Dataset records
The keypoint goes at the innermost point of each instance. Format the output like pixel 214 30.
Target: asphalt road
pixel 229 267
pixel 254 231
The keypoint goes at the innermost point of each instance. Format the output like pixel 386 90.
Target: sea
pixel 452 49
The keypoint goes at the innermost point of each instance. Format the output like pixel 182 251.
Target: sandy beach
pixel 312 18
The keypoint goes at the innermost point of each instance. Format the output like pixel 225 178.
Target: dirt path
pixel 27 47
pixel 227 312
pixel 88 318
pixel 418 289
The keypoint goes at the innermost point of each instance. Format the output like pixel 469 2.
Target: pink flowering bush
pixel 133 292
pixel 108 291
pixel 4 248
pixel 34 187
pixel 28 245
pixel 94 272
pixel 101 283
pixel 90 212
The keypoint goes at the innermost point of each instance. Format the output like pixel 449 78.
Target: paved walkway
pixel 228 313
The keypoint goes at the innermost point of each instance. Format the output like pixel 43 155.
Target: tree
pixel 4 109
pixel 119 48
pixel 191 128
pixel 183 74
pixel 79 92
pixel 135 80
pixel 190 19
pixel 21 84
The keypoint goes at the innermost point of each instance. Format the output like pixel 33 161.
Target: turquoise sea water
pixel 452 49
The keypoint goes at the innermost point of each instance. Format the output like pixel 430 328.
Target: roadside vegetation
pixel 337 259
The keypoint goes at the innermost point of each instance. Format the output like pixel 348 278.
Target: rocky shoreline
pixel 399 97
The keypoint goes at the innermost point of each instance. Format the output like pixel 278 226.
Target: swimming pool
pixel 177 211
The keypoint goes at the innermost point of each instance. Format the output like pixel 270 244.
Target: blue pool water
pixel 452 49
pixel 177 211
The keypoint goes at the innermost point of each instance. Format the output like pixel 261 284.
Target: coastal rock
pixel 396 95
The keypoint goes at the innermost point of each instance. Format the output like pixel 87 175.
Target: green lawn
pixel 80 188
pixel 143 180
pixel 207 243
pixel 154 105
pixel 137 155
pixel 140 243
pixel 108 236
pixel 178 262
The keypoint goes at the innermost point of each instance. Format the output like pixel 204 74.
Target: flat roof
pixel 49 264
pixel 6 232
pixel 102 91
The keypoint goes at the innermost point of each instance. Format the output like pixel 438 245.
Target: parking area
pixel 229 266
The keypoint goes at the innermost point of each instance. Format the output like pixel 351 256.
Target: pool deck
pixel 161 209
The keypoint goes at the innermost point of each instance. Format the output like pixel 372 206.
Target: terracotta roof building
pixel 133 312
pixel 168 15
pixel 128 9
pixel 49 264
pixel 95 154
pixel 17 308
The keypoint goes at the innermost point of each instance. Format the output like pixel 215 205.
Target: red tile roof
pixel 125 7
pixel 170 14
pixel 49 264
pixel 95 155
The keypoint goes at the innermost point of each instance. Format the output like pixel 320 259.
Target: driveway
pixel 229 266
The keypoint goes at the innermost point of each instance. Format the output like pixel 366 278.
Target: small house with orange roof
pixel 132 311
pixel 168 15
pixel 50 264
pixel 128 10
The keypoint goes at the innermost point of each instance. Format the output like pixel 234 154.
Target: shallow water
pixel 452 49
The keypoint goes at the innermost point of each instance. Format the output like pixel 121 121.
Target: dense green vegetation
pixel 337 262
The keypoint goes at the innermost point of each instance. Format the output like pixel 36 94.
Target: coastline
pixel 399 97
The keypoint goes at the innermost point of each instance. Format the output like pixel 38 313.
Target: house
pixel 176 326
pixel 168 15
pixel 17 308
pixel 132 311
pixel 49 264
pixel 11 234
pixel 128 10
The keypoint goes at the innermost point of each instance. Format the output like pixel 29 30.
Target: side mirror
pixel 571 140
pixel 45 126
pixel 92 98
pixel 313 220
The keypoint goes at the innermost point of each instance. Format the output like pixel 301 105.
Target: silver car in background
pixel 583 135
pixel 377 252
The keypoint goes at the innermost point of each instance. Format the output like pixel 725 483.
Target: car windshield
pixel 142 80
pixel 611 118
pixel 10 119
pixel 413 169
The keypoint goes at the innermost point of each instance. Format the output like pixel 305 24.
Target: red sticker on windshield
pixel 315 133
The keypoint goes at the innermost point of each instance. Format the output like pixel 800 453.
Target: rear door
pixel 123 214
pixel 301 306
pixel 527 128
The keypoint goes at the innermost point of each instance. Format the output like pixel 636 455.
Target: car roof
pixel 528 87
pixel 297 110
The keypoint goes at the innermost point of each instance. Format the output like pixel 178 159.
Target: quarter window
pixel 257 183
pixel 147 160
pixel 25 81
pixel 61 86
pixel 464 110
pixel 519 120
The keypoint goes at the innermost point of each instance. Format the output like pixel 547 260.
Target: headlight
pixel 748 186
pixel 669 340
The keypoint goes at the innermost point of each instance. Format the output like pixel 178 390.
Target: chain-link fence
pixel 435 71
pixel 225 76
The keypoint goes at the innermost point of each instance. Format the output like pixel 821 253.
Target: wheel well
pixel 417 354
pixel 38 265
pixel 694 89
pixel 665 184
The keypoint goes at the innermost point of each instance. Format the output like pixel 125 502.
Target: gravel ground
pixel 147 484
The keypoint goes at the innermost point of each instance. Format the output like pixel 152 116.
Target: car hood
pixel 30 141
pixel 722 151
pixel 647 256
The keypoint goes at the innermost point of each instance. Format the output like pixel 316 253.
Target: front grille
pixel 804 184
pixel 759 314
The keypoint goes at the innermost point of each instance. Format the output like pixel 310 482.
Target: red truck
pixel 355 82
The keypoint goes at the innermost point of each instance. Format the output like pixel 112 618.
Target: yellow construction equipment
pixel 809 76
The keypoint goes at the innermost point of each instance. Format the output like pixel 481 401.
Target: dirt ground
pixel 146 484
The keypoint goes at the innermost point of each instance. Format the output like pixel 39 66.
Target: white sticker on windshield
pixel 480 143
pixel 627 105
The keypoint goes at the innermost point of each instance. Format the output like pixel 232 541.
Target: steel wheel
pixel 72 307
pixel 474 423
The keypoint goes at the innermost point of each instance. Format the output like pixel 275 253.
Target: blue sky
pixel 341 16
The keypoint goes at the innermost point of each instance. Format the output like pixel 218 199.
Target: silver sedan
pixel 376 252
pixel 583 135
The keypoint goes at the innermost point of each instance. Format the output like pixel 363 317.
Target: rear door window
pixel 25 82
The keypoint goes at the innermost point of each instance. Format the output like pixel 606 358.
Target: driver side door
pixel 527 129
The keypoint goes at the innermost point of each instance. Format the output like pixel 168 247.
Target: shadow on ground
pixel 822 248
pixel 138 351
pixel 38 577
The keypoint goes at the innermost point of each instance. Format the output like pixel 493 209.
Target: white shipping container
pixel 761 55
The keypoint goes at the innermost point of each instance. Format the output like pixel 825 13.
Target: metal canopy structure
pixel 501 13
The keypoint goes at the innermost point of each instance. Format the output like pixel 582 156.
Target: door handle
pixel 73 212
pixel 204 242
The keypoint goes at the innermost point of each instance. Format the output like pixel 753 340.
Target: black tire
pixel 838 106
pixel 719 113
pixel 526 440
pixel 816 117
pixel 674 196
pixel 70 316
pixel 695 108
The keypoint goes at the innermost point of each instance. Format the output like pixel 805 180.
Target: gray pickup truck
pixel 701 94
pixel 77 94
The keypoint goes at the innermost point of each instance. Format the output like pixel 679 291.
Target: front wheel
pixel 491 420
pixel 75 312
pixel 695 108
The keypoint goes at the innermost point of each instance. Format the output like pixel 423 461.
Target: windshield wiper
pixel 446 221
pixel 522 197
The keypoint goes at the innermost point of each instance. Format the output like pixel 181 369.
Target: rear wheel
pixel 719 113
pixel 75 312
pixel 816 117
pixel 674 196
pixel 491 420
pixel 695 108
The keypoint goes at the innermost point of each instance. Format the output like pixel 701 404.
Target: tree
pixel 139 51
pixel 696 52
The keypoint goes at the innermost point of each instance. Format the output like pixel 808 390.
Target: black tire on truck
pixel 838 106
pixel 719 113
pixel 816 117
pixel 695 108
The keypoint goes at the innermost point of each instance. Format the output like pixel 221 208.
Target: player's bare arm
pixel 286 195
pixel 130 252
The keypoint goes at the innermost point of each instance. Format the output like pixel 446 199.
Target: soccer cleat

● Work item:
All that is wanted is a faithful reproduction of the line above with "Target: white shipping container", the line with "pixel 582 156.", and every line in between.

● Exercise result:
Target: white shipping container
pixel 761 55
The keypoint goes at the innermost point of each instance. Format the output like pixel 825 13.
Target: metal canopy structure
pixel 501 13
The keypoint goes at the innermost point of each instance. Format the output like pixel 582 156.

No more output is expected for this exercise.